▶ TASK INSTRUCTIONS: A single figure is required: the number of lines below in which the word "fence" occurs.

[Data items]
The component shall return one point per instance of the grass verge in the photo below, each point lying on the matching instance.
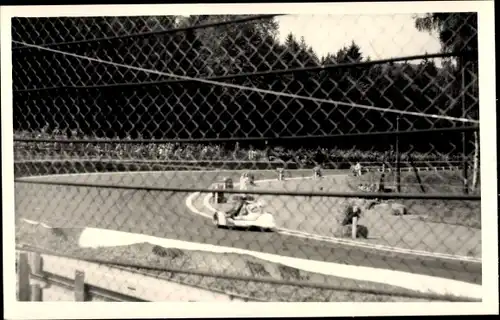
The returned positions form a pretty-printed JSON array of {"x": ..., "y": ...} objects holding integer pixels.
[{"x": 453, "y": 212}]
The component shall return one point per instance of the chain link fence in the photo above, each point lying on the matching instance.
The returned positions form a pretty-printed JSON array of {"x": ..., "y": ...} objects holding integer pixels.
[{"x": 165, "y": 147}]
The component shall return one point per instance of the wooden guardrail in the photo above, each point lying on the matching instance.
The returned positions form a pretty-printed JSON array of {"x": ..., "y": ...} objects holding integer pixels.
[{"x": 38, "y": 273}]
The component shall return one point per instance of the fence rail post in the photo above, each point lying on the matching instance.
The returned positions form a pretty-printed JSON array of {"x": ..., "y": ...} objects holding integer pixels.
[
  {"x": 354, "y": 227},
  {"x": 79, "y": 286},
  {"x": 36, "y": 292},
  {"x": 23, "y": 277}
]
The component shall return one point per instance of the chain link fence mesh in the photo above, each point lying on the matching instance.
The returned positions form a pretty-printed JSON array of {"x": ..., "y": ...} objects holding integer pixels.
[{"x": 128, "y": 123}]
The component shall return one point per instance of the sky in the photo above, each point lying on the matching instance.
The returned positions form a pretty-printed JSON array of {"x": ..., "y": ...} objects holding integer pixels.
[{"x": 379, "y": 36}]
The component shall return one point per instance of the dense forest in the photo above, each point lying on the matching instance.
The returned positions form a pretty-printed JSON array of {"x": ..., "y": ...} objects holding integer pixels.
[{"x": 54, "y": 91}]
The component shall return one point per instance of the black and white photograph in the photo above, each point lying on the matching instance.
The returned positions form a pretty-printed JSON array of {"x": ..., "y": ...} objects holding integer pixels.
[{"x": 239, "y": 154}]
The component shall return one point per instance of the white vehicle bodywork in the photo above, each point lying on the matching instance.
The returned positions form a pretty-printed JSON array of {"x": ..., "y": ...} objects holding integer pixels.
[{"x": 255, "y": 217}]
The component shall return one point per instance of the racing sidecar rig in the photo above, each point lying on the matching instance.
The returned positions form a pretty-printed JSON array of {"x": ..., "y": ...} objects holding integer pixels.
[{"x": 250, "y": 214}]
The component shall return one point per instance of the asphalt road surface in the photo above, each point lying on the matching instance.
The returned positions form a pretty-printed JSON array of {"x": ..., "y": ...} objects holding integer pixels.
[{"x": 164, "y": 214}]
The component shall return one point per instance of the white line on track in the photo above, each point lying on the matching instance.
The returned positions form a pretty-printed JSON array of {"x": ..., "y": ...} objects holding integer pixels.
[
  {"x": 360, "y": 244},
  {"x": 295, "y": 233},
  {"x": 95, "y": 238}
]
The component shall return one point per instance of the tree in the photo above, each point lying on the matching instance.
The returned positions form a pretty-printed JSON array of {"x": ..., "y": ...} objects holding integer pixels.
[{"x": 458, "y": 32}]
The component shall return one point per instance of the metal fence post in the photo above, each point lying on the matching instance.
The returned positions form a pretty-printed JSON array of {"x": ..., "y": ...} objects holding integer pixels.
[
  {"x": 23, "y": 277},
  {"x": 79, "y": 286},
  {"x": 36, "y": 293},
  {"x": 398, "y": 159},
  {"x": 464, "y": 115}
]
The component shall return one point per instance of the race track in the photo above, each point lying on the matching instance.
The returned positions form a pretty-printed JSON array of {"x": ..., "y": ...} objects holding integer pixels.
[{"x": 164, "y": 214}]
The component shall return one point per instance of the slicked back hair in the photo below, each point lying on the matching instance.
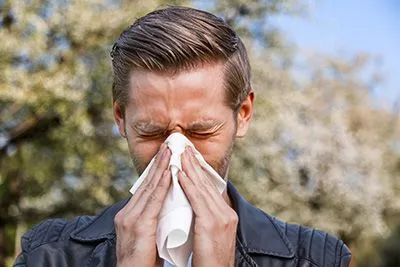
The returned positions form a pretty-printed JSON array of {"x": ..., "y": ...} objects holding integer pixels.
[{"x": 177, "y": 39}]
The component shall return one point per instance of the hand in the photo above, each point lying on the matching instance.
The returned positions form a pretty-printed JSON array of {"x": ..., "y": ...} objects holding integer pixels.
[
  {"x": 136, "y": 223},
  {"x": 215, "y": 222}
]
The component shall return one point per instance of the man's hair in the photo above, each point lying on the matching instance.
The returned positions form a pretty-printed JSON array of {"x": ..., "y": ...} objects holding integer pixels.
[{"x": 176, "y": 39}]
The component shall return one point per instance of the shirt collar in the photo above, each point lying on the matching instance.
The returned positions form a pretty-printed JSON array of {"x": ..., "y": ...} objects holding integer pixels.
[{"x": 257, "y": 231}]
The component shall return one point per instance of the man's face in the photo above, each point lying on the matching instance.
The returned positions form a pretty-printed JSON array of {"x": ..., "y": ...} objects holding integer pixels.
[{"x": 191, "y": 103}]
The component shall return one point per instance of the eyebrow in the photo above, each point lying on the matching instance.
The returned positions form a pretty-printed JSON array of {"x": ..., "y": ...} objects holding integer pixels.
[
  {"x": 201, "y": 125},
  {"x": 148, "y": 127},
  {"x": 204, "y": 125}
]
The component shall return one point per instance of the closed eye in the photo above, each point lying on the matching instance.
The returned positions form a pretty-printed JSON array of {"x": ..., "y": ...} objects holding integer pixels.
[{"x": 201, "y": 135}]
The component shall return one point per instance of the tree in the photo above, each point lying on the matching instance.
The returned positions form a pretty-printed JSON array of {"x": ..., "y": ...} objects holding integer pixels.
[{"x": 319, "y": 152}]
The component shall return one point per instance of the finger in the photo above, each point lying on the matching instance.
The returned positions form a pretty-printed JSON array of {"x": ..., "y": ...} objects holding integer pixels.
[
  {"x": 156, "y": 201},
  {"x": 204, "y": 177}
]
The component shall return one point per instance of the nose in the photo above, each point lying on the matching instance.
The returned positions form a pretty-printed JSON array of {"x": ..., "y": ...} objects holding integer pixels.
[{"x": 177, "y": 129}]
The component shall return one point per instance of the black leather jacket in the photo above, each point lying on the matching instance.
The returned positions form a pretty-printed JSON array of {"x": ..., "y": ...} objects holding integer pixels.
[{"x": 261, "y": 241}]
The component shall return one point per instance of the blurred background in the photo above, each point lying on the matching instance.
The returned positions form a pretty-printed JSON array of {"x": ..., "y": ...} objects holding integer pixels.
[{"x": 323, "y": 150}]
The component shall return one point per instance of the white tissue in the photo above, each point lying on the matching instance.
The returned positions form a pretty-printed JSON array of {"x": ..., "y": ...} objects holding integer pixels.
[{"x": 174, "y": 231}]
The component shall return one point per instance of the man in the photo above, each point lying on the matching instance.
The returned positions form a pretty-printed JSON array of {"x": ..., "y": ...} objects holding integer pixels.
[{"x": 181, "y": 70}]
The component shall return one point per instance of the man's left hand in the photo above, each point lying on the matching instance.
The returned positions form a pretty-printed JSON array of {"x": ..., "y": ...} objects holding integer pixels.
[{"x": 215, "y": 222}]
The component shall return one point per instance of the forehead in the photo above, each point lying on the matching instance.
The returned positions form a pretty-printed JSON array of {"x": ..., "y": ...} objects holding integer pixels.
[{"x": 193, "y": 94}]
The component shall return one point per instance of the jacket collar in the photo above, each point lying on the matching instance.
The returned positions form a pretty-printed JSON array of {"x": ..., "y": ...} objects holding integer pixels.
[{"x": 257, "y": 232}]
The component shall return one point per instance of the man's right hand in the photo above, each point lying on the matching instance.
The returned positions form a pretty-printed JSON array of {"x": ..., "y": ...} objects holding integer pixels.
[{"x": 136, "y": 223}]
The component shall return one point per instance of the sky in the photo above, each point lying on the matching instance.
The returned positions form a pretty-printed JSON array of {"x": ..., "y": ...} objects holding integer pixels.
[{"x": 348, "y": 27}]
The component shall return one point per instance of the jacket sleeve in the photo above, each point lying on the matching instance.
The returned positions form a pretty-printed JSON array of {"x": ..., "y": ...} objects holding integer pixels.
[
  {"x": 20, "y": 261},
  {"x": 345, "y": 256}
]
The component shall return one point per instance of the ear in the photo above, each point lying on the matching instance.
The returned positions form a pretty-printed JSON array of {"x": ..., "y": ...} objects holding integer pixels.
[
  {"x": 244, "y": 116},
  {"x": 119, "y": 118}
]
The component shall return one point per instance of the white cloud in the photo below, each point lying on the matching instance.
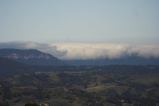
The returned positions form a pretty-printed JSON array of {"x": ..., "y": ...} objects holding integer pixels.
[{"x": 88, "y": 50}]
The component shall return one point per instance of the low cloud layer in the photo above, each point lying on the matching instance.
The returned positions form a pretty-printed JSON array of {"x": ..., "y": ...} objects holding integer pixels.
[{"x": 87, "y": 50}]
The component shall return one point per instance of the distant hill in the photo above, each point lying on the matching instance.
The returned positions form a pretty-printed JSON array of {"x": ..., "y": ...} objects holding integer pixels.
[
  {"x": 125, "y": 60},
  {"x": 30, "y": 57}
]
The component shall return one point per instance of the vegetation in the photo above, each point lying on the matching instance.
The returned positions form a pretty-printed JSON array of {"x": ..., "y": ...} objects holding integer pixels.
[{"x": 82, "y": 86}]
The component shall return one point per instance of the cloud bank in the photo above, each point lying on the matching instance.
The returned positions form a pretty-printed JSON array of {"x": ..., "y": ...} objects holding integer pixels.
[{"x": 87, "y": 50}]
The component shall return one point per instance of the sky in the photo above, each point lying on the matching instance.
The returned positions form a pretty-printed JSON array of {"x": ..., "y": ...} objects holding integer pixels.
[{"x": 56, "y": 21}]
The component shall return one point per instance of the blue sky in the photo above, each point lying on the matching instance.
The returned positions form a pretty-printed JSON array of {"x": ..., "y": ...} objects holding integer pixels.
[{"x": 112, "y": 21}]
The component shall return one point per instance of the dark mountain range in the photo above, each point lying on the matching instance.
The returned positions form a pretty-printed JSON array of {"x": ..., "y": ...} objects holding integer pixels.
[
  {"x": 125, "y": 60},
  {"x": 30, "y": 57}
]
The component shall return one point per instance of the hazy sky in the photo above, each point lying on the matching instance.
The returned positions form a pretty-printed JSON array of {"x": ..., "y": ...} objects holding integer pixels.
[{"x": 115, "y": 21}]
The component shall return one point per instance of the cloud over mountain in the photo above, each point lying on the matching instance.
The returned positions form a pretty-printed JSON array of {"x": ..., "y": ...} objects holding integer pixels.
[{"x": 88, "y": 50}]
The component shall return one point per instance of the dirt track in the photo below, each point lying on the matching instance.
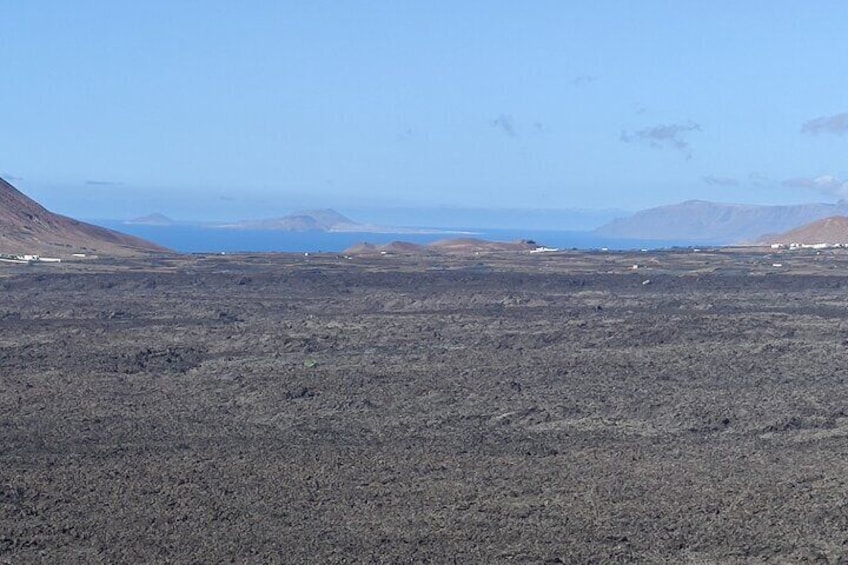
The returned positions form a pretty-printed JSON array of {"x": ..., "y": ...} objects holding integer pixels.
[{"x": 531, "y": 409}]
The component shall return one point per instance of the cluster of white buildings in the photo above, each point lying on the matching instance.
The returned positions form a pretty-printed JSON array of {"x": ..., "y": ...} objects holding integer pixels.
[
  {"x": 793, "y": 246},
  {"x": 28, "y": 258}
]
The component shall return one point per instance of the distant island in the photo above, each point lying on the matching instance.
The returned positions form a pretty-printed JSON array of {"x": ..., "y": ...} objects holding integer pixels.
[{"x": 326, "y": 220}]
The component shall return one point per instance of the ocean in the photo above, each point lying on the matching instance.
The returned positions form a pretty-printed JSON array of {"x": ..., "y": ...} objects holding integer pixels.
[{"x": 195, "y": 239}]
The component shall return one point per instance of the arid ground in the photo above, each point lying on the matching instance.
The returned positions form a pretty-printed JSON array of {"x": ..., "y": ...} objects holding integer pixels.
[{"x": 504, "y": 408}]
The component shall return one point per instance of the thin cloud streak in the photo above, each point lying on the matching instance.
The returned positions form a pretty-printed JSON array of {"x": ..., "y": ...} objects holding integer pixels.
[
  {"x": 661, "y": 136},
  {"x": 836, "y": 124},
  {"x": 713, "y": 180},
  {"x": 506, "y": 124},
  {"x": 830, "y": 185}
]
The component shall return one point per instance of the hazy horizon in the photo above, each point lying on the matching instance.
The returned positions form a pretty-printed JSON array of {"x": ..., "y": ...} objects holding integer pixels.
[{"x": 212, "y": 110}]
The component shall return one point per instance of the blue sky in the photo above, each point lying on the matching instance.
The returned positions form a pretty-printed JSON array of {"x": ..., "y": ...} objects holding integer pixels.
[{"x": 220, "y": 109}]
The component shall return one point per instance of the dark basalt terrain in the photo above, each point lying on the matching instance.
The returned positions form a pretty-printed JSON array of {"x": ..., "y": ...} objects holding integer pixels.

▶ RESPONSE TO THE EXERCISE: 4